◆ **Do this**: Write out only the tail of the records, beginning at the line containing "Where can the eyeglasses" and including the last line, exactly as written.

◆ **Exercise inputs**:
........
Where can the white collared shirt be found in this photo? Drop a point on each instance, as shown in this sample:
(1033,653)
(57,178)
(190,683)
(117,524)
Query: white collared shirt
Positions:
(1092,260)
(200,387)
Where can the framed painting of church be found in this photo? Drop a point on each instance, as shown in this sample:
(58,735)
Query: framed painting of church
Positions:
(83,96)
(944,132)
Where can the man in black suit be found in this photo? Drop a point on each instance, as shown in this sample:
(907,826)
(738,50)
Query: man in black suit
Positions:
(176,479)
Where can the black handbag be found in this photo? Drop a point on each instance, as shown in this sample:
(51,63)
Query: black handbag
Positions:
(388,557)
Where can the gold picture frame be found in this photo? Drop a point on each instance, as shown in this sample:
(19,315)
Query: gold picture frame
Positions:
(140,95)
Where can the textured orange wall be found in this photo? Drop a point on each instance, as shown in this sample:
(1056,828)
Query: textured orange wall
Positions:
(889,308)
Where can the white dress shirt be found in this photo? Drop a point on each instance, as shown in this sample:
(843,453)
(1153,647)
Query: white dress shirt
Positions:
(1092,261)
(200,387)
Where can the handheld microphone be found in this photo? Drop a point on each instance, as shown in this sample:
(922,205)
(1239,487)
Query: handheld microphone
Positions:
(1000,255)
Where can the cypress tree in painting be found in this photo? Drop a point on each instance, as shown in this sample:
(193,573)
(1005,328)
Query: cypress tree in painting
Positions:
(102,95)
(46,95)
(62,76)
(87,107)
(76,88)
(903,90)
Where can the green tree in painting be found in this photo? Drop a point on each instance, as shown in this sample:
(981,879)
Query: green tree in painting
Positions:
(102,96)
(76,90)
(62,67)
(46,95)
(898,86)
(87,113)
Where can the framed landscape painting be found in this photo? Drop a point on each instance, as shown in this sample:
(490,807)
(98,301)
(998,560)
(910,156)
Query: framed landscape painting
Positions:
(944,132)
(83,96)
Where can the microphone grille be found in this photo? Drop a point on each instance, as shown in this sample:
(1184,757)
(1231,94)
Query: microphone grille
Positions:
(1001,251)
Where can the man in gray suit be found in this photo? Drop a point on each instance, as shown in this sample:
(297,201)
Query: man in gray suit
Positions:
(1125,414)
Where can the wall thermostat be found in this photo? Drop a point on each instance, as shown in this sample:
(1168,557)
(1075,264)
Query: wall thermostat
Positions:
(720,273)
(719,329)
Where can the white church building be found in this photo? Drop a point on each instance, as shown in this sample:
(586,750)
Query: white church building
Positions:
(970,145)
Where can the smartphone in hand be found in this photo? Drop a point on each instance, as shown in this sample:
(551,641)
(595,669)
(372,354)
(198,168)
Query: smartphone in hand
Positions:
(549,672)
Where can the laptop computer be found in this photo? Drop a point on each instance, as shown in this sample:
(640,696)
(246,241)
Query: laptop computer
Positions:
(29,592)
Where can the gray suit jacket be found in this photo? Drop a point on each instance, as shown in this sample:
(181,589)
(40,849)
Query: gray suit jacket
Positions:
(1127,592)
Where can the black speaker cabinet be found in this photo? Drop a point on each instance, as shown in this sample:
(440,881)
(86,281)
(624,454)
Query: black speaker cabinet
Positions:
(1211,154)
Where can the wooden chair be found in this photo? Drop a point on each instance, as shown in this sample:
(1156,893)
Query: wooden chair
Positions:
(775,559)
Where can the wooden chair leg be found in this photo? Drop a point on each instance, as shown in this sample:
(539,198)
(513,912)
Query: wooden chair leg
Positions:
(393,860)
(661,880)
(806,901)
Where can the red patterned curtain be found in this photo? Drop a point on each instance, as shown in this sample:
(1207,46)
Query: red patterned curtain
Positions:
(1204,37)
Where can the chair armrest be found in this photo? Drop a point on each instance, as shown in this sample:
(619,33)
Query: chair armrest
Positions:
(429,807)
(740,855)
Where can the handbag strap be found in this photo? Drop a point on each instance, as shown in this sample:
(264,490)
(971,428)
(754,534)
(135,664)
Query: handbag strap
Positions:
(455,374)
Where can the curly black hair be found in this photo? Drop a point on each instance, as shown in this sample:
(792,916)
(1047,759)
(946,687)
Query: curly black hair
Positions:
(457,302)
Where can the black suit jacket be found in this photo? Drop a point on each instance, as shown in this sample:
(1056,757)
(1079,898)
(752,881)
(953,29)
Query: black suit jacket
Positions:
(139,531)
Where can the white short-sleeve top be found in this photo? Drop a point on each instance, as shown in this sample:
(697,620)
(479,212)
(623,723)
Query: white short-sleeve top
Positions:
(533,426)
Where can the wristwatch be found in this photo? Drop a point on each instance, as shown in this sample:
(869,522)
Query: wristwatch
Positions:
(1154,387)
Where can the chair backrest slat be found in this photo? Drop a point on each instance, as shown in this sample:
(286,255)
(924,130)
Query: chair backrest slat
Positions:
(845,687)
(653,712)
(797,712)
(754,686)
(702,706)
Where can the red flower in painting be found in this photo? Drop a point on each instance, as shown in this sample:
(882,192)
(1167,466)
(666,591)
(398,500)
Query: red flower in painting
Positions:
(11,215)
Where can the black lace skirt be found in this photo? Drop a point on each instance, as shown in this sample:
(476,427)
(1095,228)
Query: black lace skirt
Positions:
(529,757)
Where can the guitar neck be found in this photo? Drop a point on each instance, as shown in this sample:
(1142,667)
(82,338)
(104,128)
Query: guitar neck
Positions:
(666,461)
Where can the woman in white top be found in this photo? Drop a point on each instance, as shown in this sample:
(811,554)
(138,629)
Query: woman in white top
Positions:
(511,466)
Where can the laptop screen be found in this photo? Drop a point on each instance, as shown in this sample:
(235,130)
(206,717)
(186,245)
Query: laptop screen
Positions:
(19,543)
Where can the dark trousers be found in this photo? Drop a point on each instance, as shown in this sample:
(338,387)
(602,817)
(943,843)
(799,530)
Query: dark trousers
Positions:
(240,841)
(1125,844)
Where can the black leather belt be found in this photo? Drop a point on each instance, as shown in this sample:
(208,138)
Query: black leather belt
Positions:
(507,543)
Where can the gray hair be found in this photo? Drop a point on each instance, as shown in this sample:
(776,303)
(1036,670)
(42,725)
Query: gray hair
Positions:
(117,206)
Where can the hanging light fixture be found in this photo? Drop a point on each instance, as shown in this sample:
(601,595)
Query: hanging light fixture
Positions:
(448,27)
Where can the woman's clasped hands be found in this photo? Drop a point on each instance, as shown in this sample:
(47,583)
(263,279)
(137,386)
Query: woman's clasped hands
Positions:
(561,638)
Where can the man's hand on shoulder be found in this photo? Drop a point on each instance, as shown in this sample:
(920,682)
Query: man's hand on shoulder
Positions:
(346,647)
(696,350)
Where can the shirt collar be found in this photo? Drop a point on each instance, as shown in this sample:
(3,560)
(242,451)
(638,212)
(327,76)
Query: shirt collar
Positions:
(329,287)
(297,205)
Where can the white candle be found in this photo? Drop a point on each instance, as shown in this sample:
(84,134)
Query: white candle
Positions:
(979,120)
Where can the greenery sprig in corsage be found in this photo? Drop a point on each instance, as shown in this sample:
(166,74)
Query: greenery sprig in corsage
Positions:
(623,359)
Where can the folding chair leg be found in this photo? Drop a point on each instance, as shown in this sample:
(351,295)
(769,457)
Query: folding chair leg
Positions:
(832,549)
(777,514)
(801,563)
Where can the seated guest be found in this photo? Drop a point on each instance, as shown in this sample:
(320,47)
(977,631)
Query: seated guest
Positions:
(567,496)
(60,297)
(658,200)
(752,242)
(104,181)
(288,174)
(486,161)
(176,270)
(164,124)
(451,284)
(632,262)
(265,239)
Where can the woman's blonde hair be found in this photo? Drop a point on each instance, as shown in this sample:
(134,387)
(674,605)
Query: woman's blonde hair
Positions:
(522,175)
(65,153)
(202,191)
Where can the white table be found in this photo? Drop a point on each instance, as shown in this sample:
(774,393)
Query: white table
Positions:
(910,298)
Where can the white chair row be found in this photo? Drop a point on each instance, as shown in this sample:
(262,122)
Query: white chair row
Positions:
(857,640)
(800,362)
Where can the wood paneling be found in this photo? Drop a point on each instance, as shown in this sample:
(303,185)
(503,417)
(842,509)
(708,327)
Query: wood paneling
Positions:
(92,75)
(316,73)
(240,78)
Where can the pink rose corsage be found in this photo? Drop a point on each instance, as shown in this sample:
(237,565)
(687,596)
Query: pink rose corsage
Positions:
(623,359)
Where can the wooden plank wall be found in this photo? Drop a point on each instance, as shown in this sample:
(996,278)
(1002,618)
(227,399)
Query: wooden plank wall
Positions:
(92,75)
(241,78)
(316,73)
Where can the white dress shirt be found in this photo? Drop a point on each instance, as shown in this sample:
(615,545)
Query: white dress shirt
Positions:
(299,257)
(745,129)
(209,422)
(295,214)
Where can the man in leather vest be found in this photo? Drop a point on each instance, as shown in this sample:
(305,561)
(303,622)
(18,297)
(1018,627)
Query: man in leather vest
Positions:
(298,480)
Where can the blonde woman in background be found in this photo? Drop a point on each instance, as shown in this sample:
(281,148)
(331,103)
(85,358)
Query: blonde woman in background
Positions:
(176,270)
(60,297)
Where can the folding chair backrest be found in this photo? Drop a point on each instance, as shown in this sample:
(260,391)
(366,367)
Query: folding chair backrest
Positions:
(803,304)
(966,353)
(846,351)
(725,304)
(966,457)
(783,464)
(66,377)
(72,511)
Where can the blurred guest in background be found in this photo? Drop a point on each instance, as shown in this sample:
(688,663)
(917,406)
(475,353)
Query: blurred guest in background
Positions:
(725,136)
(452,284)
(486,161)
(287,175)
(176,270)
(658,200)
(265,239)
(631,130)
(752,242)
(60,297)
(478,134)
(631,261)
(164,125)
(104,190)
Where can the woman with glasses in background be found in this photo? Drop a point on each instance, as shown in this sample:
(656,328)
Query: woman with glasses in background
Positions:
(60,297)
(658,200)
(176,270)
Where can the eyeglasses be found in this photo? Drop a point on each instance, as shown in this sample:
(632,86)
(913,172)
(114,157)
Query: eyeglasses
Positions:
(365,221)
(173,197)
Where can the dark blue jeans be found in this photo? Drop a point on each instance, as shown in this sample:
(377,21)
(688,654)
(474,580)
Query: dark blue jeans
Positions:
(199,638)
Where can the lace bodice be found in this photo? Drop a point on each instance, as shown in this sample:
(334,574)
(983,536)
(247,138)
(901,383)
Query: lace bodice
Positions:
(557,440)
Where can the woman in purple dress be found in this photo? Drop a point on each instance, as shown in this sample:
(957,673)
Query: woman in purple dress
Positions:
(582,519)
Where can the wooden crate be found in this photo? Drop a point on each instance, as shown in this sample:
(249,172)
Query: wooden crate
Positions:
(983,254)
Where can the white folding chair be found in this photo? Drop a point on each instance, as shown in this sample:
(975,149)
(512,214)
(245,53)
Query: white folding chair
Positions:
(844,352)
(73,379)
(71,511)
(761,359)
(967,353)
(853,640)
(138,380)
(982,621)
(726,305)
........
◆ **Answer below**:
Where can the eyeglasses be found in this photo? Drop a point on each instance, as shown in this sample:
(632,86)
(913,172)
(114,157)
Query: eyeglasses
Positions:
(365,221)
(173,197)
Where can the dark blue jeans be found in this photo? Drop a point on each instance, as shown in this sample:
(377,21)
(688,654)
(474,580)
Query: dark blue jeans
Positions:
(199,638)
Where can the lace bodice be found in this photo? Drop a point on each instance, as shown in this sample:
(334,574)
(983,536)
(247,138)
(901,383)
Query: lace bodice
Positions:
(557,440)
Where can the woman in purple dress be found in this photo? Drop a point on each instance, as shown in this sample:
(957,673)
Query: woman in purple dress
Positions:
(582,519)
Where can the wooden crate be found in this photo? Drop a point on each instance, as shown in this sample:
(249,172)
Query: wooden crate
Positions:
(983,254)
Where can the white folding chair be found in this photo? Drop a point on each instance, as shown in this sample:
(975,149)
(512,214)
(245,53)
Query: white folding chair
Positions:
(844,352)
(73,379)
(71,511)
(761,359)
(967,353)
(853,640)
(138,380)
(982,621)
(726,305)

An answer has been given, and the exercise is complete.